→ **What to do**
Starting with the line that contains "walking between rows.", copy each line exactly through the end of the listing, and omit all pictures.

→ **Task material**
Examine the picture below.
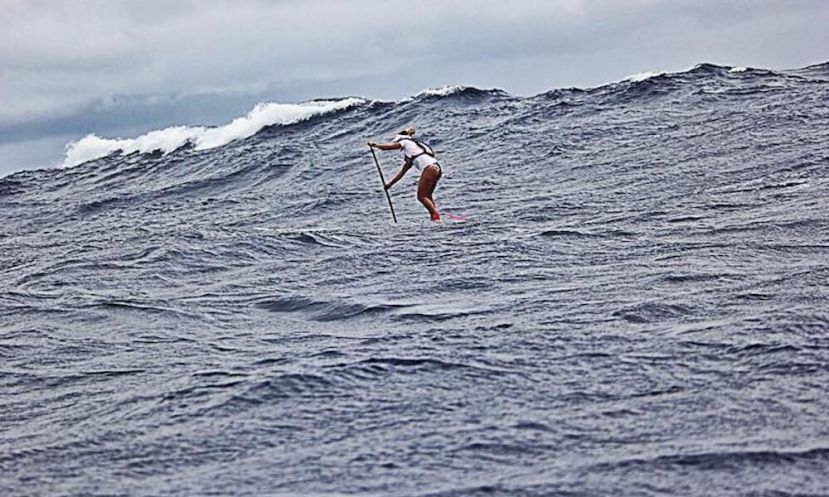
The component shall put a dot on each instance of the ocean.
(637, 303)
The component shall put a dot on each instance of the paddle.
(384, 182)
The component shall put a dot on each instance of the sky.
(119, 68)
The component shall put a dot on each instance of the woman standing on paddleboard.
(421, 156)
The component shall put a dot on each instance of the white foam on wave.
(643, 76)
(169, 139)
(441, 91)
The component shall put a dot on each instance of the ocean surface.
(636, 305)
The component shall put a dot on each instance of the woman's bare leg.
(426, 187)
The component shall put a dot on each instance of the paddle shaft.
(388, 197)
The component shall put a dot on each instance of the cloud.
(86, 63)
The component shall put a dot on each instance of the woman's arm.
(403, 170)
(385, 146)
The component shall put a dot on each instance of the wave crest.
(201, 137)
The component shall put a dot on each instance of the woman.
(423, 158)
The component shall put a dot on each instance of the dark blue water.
(638, 304)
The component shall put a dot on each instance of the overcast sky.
(118, 68)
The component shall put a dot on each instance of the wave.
(458, 90)
(638, 85)
(201, 137)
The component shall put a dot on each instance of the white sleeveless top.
(410, 149)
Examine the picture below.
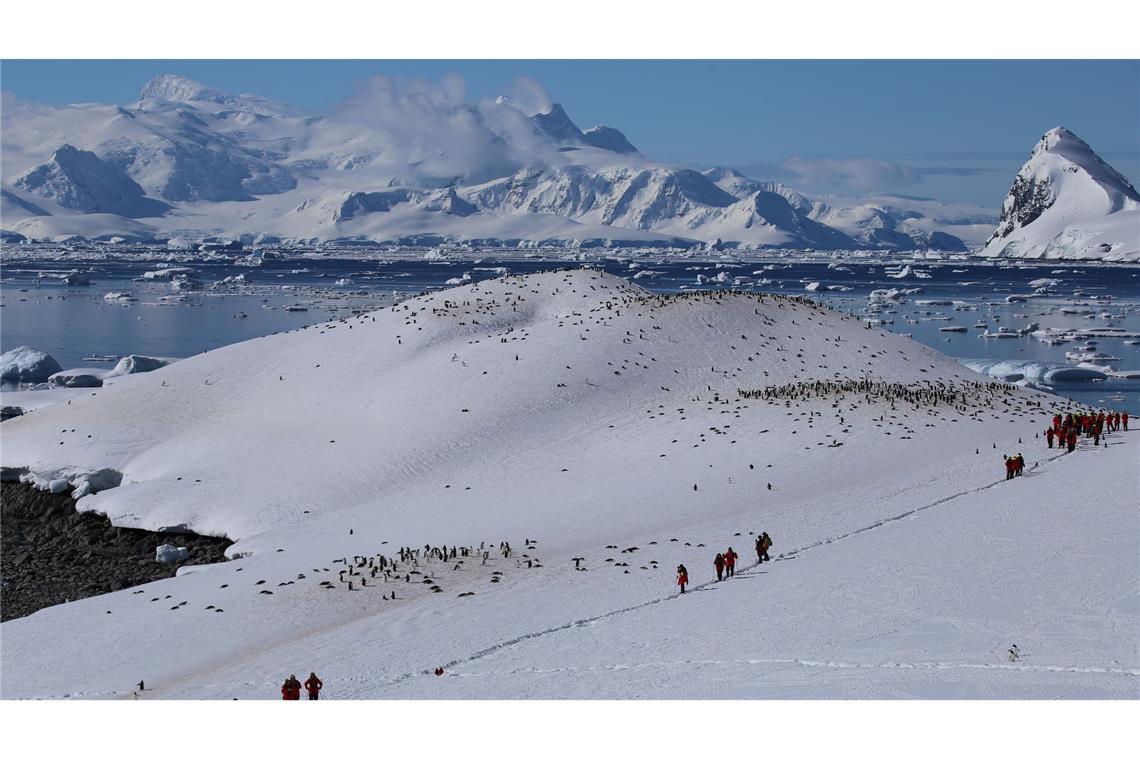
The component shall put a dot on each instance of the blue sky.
(949, 129)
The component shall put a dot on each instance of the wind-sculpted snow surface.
(604, 432)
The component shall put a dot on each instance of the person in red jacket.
(312, 685)
(291, 689)
(730, 562)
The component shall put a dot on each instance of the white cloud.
(849, 173)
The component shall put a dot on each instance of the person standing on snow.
(291, 689)
(314, 685)
(730, 562)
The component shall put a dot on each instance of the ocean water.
(75, 324)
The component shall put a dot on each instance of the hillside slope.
(568, 413)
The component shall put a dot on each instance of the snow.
(539, 408)
(1014, 370)
(187, 162)
(1067, 203)
(80, 377)
(26, 365)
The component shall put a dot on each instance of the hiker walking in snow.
(312, 685)
(291, 689)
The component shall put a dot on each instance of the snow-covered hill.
(189, 160)
(577, 416)
(1066, 203)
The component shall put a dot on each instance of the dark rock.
(49, 553)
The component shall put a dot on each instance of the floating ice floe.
(1015, 370)
(169, 553)
(26, 365)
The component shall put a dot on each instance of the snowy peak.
(1060, 141)
(174, 89)
(608, 138)
(81, 181)
(179, 89)
(558, 125)
(1060, 202)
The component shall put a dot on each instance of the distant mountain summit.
(1067, 203)
(558, 125)
(188, 161)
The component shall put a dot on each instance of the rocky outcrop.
(51, 554)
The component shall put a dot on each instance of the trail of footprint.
(585, 621)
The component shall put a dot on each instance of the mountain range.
(188, 162)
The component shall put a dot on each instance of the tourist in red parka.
(312, 685)
(291, 689)
(730, 562)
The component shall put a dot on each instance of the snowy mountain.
(1067, 203)
(187, 160)
(82, 181)
(600, 430)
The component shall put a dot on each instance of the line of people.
(291, 689)
(725, 563)
(1065, 431)
(1015, 466)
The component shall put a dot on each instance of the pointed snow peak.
(1058, 139)
(609, 138)
(168, 89)
(558, 125)
(179, 89)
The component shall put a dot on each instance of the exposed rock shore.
(50, 553)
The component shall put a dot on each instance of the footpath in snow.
(608, 434)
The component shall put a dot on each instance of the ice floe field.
(608, 434)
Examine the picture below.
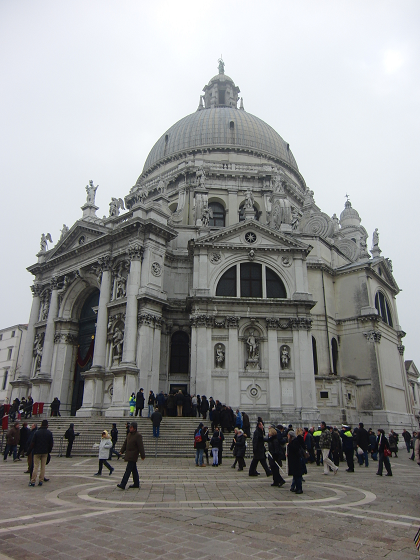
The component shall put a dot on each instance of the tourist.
(259, 451)
(24, 434)
(417, 449)
(114, 439)
(200, 439)
(407, 439)
(275, 457)
(151, 403)
(215, 444)
(347, 439)
(393, 443)
(132, 403)
(41, 444)
(105, 447)
(70, 436)
(294, 451)
(156, 419)
(363, 443)
(384, 453)
(12, 441)
(325, 440)
(132, 448)
(140, 402)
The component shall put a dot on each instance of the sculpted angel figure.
(115, 205)
(249, 198)
(91, 192)
(252, 344)
(117, 343)
(44, 239)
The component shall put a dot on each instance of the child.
(215, 443)
(104, 448)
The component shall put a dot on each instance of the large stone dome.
(220, 127)
(212, 128)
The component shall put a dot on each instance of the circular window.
(250, 237)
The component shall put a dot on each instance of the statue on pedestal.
(91, 192)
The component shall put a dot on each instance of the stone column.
(273, 370)
(48, 349)
(233, 362)
(133, 284)
(25, 370)
(99, 354)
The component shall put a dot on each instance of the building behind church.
(219, 275)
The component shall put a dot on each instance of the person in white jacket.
(104, 449)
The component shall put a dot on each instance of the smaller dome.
(349, 216)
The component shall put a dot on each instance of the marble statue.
(44, 239)
(249, 198)
(91, 192)
(220, 355)
(252, 345)
(115, 205)
(64, 231)
(117, 343)
(285, 357)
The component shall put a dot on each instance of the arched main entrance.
(87, 328)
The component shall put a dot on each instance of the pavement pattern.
(183, 512)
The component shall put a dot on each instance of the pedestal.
(92, 393)
(125, 382)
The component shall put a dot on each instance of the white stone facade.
(224, 277)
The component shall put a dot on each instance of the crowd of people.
(323, 446)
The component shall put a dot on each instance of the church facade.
(220, 277)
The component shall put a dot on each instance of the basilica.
(218, 274)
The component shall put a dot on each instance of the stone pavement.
(183, 512)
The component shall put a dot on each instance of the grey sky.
(88, 87)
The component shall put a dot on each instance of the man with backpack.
(325, 441)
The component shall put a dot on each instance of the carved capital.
(373, 336)
(135, 252)
(36, 290)
(232, 322)
(105, 262)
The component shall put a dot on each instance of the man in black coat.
(258, 448)
(363, 443)
(70, 436)
(140, 402)
(41, 444)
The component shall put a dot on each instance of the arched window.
(383, 308)
(218, 219)
(255, 280)
(334, 352)
(242, 213)
(314, 356)
(180, 353)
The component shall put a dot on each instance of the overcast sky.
(87, 87)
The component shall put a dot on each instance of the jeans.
(296, 484)
(42, 458)
(8, 448)
(199, 456)
(131, 469)
(327, 461)
(384, 461)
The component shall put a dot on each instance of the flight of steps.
(176, 435)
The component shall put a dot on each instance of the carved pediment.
(80, 234)
(250, 234)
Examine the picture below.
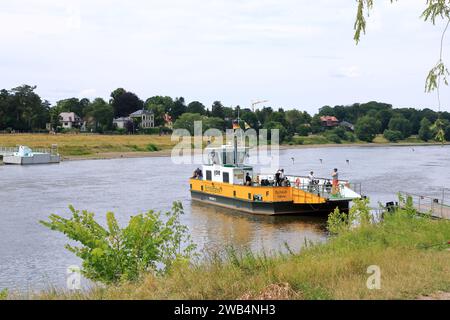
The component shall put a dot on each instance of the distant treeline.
(22, 109)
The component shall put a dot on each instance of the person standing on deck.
(335, 177)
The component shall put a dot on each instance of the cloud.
(348, 72)
(87, 93)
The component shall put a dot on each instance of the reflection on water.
(33, 256)
(220, 227)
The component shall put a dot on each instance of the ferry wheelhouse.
(223, 183)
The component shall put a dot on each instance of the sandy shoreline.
(168, 152)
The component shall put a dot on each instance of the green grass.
(411, 252)
(74, 145)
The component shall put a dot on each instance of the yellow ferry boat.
(222, 182)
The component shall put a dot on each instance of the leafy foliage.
(148, 244)
(359, 214)
(393, 135)
(367, 128)
(4, 294)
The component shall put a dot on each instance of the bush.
(367, 128)
(303, 130)
(151, 147)
(402, 125)
(333, 137)
(392, 135)
(349, 136)
(359, 214)
(150, 131)
(425, 132)
(112, 254)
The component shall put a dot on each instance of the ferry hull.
(270, 208)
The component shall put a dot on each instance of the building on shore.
(70, 120)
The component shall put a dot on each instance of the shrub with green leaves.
(4, 294)
(392, 135)
(150, 243)
(359, 214)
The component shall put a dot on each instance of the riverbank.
(412, 254)
(92, 147)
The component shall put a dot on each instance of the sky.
(295, 53)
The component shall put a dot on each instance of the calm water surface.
(33, 257)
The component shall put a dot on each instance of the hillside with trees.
(23, 110)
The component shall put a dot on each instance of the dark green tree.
(100, 115)
(218, 110)
(366, 128)
(400, 124)
(196, 107)
(425, 132)
(125, 103)
(178, 108)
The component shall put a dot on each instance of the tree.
(217, 110)
(101, 114)
(367, 128)
(71, 105)
(26, 109)
(434, 9)
(400, 124)
(186, 121)
(272, 125)
(196, 107)
(125, 103)
(149, 243)
(160, 105)
(178, 108)
(425, 130)
(392, 135)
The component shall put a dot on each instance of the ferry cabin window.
(226, 177)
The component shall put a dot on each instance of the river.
(33, 257)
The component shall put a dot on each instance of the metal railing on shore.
(437, 207)
(6, 151)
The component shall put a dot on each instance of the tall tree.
(367, 128)
(124, 103)
(100, 114)
(425, 130)
(196, 107)
(178, 108)
(217, 110)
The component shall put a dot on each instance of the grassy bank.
(412, 253)
(87, 145)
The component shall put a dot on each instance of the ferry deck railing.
(321, 187)
(7, 151)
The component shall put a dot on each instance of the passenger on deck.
(335, 176)
(311, 177)
(248, 180)
(198, 174)
(278, 178)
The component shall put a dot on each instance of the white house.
(70, 120)
(120, 123)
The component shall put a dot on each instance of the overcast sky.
(295, 53)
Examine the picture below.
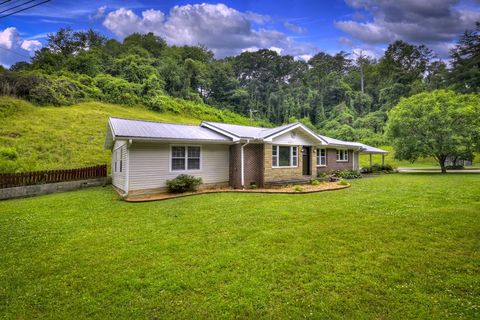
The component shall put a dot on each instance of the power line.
(20, 5)
(6, 4)
(18, 54)
(33, 6)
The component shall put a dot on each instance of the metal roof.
(248, 132)
(160, 130)
(208, 131)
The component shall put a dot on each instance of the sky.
(297, 28)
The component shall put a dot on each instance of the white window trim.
(319, 157)
(346, 155)
(278, 166)
(186, 158)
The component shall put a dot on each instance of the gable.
(295, 137)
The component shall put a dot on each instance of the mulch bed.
(290, 189)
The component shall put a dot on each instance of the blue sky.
(298, 28)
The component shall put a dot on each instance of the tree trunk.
(441, 161)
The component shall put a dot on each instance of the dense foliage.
(438, 124)
(49, 138)
(345, 96)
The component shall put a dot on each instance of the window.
(284, 156)
(185, 158)
(321, 157)
(342, 155)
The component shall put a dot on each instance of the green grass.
(69, 137)
(392, 247)
(428, 162)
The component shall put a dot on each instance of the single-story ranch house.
(145, 154)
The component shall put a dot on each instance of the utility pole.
(360, 59)
(251, 115)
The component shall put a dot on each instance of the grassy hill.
(42, 138)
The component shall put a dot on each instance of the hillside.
(42, 138)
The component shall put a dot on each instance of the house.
(145, 154)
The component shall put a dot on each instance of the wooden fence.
(8, 180)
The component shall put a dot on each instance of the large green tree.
(438, 124)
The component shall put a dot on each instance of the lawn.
(428, 162)
(394, 246)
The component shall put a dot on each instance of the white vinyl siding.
(119, 157)
(284, 156)
(185, 158)
(342, 155)
(321, 157)
(150, 165)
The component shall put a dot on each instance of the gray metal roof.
(248, 132)
(141, 129)
(159, 130)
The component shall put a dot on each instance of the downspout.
(242, 163)
(353, 160)
(127, 167)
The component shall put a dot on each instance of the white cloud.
(293, 27)
(13, 48)
(99, 13)
(31, 45)
(436, 23)
(222, 29)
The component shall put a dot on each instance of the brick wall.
(280, 174)
(333, 164)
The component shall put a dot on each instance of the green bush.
(321, 174)
(377, 168)
(454, 167)
(347, 174)
(183, 183)
(117, 90)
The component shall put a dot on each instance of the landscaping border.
(182, 195)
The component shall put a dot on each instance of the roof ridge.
(161, 122)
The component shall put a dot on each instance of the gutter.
(127, 168)
(242, 163)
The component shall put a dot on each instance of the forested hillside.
(341, 95)
(41, 138)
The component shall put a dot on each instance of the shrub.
(377, 168)
(117, 90)
(347, 174)
(183, 183)
(321, 174)
(454, 167)
(298, 188)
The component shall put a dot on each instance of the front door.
(306, 160)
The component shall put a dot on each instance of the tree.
(439, 124)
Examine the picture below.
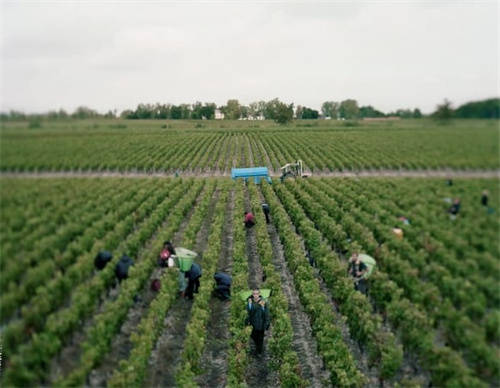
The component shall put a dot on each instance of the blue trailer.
(256, 172)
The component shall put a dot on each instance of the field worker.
(258, 317)
(102, 258)
(165, 259)
(265, 209)
(484, 198)
(357, 270)
(193, 276)
(182, 283)
(454, 208)
(249, 219)
(223, 285)
(122, 267)
(404, 220)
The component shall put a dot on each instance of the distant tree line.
(270, 110)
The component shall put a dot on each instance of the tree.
(255, 109)
(298, 112)
(330, 109)
(175, 112)
(417, 114)
(283, 113)
(369, 111)
(349, 109)
(271, 109)
(444, 111)
(485, 109)
(244, 112)
(82, 112)
(128, 114)
(197, 111)
(308, 113)
(208, 110)
(232, 110)
(404, 113)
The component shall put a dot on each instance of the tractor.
(294, 170)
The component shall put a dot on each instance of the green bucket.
(265, 293)
(184, 258)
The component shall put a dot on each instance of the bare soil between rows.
(400, 173)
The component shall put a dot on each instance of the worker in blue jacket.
(258, 317)
(193, 276)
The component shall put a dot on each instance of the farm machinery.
(294, 170)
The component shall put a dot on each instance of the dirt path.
(443, 173)
(259, 374)
(214, 357)
(69, 356)
(303, 341)
(121, 345)
(165, 356)
(360, 357)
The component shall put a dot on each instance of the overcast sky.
(116, 54)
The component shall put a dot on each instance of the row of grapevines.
(194, 342)
(238, 357)
(338, 360)
(108, 322)
(284, 358)
(29, 364)
(462, 333)
(55, 292)
(413, 325)
(24, 278)
(364, 326)
(40, 214)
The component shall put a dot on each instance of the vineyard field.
(431, 316)
(208, 147)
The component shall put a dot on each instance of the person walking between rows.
(193, 276)
(258, 317)
(223, 285)
(265, 209)
(357, 269)
(454, 208)
(484, 198)
(249, 220)
(165, 259)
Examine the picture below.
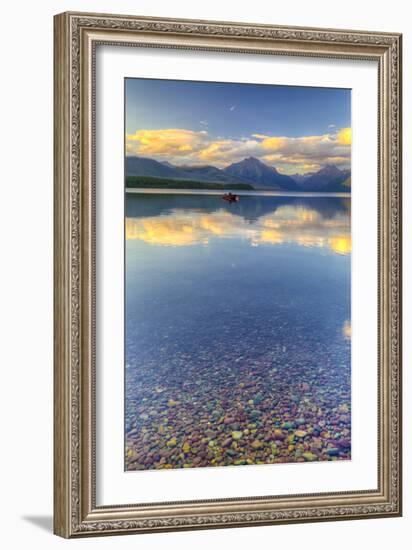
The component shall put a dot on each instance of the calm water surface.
(237, 330)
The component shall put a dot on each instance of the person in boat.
(230, 197)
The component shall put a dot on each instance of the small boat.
(230, 197)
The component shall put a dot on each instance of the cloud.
(171, 142)
(288, 224)
(288, 154)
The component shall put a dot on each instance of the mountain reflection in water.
(237, 330)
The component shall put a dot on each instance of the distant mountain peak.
(330, 169)
(260, 175)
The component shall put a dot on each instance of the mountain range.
(249, 171)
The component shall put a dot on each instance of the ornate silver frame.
(75, 38)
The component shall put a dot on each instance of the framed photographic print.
(227, 274)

→ **Output of the task**
The component shall put a dot on each instance of the person walking between rows.
(193, 276)
(258, 317)
(223, 285)
(265, 209)
(357, 269)
(454, 208)
(484, 198)
(249, 220)
(165, 259)
Examine the picture below.
The component shall put a dot on each instance of the calm water surface.
(237, 330)
The component shall put a dot on each instance of the person in boat.
(230, 197)
The component shall put a dot on each instance of the small boat.
(230, 197)
The component shall put a dot on each instance of the cloud.
(171, 142)
(288, 224)
(288, 154)
The component shall put a dot on each instance of the mountain reflection in water.
(237, 330)
The component shall put a dot on each instance of the distant mountain peak.
(330, 169)
(260, 175)
The component shall put a dot on each instance of the mountain range.
(249, 171)
The component shall put a dot on each instance of the ornate silver frame.
(75, 38)
The component shall put a dot on each instance of the framed photographic print.
(227, 274)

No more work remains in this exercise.